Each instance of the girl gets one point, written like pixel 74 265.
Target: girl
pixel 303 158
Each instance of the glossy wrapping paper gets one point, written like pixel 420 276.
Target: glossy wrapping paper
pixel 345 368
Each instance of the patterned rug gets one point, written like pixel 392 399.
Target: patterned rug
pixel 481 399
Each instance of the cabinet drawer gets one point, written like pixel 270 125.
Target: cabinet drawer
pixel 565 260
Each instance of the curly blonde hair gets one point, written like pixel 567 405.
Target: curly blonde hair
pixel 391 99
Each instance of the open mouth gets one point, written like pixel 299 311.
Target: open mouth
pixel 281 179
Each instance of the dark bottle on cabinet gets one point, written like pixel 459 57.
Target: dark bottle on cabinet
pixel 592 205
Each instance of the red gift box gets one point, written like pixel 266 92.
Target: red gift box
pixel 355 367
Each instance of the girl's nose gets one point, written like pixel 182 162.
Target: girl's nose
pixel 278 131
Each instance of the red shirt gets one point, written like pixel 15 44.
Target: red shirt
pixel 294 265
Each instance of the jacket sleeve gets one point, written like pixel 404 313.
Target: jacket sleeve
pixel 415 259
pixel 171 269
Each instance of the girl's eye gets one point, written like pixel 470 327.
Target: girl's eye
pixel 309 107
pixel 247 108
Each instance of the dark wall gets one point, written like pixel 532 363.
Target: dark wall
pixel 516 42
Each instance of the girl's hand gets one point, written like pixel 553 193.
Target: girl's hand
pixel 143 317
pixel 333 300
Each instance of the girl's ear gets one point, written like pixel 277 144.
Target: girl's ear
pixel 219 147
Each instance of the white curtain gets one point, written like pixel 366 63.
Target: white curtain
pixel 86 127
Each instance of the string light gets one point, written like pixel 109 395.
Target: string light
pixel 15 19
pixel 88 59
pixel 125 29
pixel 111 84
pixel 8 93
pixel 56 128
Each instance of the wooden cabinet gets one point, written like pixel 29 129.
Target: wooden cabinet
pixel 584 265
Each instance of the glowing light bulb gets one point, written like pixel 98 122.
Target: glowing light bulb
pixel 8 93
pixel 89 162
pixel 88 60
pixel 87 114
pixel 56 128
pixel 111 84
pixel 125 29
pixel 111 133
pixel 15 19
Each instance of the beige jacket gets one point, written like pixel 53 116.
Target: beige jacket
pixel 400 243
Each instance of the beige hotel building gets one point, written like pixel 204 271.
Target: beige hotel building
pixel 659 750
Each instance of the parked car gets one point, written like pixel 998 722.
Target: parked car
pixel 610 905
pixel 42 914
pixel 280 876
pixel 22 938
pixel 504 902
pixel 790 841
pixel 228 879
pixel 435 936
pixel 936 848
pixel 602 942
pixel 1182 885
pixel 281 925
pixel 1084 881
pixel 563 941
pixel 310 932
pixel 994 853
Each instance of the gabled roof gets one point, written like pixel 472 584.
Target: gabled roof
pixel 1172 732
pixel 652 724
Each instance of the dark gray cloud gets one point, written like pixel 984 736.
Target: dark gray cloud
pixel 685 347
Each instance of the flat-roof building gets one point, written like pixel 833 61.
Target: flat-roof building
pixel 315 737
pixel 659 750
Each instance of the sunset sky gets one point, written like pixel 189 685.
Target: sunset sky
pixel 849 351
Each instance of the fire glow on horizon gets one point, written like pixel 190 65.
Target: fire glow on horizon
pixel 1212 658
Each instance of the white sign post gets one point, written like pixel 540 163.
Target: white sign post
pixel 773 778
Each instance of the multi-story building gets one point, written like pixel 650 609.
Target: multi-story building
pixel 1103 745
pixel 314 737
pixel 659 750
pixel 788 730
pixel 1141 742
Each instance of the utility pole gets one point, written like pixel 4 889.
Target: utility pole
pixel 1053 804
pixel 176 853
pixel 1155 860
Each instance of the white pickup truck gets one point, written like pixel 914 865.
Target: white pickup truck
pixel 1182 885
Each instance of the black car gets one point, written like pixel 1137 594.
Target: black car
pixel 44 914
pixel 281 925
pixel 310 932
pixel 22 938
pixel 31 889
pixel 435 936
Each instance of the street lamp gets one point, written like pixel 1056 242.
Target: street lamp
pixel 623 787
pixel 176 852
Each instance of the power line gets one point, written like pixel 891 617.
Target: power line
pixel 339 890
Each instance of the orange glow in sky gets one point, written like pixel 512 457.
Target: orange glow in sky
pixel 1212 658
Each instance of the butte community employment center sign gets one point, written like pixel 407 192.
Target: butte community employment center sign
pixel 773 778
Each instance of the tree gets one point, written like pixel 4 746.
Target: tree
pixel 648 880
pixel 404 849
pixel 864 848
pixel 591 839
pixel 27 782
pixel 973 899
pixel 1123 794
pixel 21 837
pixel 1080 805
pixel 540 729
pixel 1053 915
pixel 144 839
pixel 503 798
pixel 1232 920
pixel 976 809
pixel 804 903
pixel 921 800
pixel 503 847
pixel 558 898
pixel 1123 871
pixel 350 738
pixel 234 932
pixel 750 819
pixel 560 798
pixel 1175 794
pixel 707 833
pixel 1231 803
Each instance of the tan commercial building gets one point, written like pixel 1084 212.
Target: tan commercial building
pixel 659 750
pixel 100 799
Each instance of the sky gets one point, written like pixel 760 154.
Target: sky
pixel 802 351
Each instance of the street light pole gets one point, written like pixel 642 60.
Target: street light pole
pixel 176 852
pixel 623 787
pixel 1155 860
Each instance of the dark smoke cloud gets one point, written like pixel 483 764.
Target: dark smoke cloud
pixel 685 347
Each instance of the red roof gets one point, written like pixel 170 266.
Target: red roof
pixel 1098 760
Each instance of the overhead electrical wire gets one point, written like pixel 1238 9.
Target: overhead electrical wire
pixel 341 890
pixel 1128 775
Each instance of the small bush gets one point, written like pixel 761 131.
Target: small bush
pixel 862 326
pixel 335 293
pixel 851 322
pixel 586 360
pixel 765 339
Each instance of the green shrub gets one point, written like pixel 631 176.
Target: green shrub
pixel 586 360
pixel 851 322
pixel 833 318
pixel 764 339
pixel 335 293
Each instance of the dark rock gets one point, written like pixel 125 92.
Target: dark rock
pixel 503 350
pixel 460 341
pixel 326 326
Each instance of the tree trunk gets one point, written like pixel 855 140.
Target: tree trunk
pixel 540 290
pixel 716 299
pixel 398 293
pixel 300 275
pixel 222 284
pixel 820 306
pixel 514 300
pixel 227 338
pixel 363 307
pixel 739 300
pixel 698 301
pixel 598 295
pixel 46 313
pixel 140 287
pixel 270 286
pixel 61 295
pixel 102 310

★ ★ ★ ★ ★

### TASK DETAILS
Copy verbatim the portion of the items that opens with the line containing "Each instance of the tree trunk" and closes with the final line of the items.

### SOLVED PROBLEM
Each instance of the tree trunk gets one point, written like pixel 855 140.
Target: tree trunk
pixel 540 290
pixel 716 299
pixel 398 293
pixel 300 275
pixel 222 284
pixel 820 306
pixel 514 300
pixel 227 338
pixel 363 307
pixel 739 300
pixel 698 301
pixel 598 295
pixel 46 313
pixel 140 287
pixel 270 286
pixel 61 295
pixel 102 310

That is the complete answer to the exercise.